§ **CONSIGNE**:
Répondez s'il vous plaît à ces questions d'après le texte sur Leo Kanner.
1. En quelle année et dans quel village Kanner est-il né ?
2. Sur quoi porte sa thèse de cardiologie ?
3. Où s'installe-t-il en 1924 ?

§ **TEXTE FOURNI**:
• • • • • • •

Emplacement de la Galicie sur une carte de l’Europe contemporaine, actuellement en Ukraine.

Leo Kanner est né Chaskel Leib Kanner en 1894 à Klekotow, un village de Galicie à proximité de la frontière avec la Russie dans une zone multi-linguistique régulièrement annexée par les pays adjacents. De facto polyglotte dans ce contexte géo-politique chahuté, élevé dans une famille juive orthodoxe mais ayant suivi une scolarité classique grâce à l’insistance de sa mère passionnée par les Lumières, Kanner latinise dès l’enfance son prénom Leib en Leo. Il est un élève brillant à Brody puis à Berlin où s’installe la famille sur la route de Londres au début de son adolescence.

Ils restent à Berlin et c’est là que la passion de Kanner pour la poésie et la littérature va s’épanouir. Profondément marqué par l’évolutionnisme d’un Haeckel, il voue un culte sans limite à Gerardt Hauptmann et au courant naturaliste. Après l’échec de ses tentatives pour faire publier ses poèmes Kanner s’engage dans des études de médecine qu’il termine par une thèse de cardiologie examinant les liens entre les tracés de l’électrocardiogramme et du phonocardiogramme.

Dès ses premières années d’exercice se conjuguent sa passion littéraire et sa pratique médicale. Par exemple lorsqu’il exhume des dizaines de fragments de mythes, légendes et rituels populaires autour des dents pour des étudiants dentistes en recherche de sujets pour le mémoire « culturel » qui était alors exigé dans leur cursus par l’université. Ou bien quand il soigne bénévolement les membres de la Vilna Truppe de passage par Berlin. Difficile de dire si cette combinaison du médical et du poétique s’intensifie ou se défait lorsqu’il accepte la proposition de poste d’un médecin américain, et avec elle la promesse d’un avenir économique plus serein. En 1924 il part s’installer à Yankton, Dakota du Sud, pour y travailler en tant que… psychiatre! Sa rencontre simultanée avec le monde asilaire et le continent américain s’accompagne d’une fièvre d’écriture poétique et d’un certain empêchement à écrire quoique ce soit qui relève de sa nouvelle spécialité. Il parvient à sortir quelques articles d’allure freudienne. Ainsi dans ce qui peut être considéré comme sa toute première publication scientifique originale, le premier « cas » dont il présente une « étude psychiatrique » est Peer Gynt, le fameux personnage du dramaturge norvégien Henrik Ibsen.

• • • • • • •

§ **DONNÉES SOURCES**:
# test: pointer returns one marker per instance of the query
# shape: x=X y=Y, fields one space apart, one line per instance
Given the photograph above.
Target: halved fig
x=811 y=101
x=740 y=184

• • • • • • •

§ **RÉPONSE**:
1. En 1894, à Klekotow.
2. Sur les liens entre les tracés de l'électrocardiogramme et du phonocardiogramme.
3. À Yankton, dans le Dakota du Sud.